##### MATERIAL SHOWN #####

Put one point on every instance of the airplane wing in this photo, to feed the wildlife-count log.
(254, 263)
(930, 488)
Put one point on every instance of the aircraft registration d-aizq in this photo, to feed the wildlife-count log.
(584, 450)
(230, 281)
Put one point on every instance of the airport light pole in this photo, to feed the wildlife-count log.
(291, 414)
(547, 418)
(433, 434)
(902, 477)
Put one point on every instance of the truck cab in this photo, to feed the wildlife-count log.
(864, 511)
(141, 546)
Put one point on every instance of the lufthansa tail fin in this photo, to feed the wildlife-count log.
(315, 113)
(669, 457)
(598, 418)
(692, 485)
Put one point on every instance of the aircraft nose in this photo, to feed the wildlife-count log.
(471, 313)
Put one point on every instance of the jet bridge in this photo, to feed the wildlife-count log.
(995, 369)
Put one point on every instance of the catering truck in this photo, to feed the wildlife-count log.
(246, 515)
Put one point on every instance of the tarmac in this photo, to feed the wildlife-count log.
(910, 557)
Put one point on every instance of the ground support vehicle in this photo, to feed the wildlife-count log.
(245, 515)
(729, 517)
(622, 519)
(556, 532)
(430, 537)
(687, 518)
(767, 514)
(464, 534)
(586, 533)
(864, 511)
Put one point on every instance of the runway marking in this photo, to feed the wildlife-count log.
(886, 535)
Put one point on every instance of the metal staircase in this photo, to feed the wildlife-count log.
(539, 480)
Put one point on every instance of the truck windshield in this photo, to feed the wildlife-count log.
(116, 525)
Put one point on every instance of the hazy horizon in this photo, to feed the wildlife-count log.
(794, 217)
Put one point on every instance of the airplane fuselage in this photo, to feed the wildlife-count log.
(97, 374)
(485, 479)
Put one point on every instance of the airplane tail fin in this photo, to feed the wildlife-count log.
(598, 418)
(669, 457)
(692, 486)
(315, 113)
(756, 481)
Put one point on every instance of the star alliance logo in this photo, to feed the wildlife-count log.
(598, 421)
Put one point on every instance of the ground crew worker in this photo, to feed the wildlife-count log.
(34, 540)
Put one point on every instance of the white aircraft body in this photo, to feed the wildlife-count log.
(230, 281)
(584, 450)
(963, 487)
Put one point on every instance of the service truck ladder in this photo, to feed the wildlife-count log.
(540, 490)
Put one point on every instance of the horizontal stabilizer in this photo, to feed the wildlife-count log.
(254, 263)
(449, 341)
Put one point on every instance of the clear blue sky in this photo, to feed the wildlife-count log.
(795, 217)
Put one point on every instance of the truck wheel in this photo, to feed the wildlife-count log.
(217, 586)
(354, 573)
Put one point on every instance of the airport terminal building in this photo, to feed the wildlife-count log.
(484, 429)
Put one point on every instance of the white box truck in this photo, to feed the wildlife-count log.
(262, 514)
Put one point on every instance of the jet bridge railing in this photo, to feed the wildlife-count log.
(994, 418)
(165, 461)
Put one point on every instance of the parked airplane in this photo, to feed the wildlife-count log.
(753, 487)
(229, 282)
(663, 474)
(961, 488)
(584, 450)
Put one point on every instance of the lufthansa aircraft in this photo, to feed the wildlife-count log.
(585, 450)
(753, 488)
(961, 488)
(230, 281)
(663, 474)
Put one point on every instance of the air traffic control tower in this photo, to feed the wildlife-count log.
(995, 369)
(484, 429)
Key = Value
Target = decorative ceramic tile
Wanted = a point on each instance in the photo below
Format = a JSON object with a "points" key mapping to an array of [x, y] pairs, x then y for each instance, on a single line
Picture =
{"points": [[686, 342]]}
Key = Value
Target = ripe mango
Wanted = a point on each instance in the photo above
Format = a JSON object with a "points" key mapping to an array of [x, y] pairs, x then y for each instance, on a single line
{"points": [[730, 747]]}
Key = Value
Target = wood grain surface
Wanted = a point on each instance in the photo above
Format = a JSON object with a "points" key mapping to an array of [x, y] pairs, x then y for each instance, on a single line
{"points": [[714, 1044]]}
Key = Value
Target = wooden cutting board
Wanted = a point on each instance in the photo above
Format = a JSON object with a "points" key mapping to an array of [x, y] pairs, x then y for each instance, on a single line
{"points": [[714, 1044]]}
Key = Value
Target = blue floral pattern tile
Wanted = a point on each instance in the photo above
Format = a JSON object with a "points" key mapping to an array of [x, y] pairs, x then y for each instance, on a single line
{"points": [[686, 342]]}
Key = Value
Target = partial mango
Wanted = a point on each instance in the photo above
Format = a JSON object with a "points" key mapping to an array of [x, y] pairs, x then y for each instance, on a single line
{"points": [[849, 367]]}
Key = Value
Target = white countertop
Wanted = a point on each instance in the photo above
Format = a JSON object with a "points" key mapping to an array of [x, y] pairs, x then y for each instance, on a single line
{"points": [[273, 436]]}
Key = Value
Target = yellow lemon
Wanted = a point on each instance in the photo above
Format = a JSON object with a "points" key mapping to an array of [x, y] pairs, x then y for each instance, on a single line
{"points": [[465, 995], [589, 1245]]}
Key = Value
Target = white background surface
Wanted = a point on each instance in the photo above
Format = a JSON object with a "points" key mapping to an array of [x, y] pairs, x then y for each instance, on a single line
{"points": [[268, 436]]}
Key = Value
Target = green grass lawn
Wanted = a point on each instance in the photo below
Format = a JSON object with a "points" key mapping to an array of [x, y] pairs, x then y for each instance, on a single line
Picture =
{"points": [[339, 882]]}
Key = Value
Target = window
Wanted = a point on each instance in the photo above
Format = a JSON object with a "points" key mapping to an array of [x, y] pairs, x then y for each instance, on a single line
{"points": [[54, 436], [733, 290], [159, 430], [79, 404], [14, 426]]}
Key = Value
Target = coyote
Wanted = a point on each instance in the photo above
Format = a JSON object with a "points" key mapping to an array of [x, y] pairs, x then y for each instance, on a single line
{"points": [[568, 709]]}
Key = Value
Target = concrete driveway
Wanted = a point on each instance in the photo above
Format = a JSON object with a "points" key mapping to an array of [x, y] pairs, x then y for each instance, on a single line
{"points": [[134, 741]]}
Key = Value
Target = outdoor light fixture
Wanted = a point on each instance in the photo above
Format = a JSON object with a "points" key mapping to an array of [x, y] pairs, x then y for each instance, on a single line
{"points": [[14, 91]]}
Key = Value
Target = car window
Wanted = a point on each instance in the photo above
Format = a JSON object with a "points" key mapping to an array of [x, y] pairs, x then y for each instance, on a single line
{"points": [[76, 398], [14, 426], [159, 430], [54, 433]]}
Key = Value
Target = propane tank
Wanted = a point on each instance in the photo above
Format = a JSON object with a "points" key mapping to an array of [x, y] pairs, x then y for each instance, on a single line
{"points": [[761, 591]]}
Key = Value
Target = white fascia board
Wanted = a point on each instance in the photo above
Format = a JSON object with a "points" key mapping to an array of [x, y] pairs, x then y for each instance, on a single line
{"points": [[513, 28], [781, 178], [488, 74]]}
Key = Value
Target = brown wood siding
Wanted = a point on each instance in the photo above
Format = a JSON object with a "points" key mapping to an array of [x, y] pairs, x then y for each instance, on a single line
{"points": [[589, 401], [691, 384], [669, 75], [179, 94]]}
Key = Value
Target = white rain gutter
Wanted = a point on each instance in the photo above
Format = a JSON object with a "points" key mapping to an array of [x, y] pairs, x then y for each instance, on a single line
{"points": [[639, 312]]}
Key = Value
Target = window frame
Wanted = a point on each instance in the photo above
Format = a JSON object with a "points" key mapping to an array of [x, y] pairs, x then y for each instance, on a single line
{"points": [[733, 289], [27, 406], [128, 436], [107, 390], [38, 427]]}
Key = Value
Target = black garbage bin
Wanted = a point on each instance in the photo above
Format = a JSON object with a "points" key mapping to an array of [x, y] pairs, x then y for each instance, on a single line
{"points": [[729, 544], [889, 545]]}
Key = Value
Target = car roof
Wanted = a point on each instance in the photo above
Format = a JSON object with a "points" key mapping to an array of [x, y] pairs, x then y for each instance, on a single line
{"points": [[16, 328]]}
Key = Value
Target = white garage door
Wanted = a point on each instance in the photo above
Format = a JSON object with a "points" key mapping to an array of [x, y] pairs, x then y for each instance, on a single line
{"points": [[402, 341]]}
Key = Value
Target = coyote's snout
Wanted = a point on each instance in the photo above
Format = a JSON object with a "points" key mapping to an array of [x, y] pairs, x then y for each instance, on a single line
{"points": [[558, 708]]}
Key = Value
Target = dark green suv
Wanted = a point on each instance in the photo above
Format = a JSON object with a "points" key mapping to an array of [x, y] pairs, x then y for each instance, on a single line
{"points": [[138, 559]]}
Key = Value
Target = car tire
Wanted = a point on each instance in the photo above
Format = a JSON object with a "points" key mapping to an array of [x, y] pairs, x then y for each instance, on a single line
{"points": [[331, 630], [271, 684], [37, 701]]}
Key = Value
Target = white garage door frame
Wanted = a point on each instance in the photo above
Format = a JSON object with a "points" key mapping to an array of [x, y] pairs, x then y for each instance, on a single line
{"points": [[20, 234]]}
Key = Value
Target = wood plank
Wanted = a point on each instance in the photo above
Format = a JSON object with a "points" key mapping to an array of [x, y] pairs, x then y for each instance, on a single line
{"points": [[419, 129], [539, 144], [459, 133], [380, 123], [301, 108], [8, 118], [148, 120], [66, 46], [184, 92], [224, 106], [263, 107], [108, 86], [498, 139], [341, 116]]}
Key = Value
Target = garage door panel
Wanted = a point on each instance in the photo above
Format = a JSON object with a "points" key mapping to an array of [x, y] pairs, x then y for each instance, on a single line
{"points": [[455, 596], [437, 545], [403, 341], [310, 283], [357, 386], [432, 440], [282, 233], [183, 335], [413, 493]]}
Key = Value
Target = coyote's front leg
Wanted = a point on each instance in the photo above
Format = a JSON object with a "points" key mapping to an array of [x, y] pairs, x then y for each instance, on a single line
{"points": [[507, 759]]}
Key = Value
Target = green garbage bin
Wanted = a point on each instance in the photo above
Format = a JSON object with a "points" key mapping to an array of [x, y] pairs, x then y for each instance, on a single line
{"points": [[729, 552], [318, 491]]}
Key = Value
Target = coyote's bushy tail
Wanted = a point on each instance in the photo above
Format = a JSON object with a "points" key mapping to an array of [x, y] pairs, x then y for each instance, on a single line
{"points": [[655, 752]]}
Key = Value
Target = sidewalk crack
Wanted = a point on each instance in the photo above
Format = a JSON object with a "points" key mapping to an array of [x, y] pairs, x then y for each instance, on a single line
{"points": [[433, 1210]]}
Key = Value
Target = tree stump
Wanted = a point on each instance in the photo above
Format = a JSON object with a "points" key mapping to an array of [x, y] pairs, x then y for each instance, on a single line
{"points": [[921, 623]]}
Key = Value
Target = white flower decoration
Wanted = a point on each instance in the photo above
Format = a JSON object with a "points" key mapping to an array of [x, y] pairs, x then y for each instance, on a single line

#####

■ TASK STATEMENT ■
Check each line above for the string "mango" and return those that contain it.

■ PROBLEM SOLUTION ■
Target = ripe mango
Target = partial mango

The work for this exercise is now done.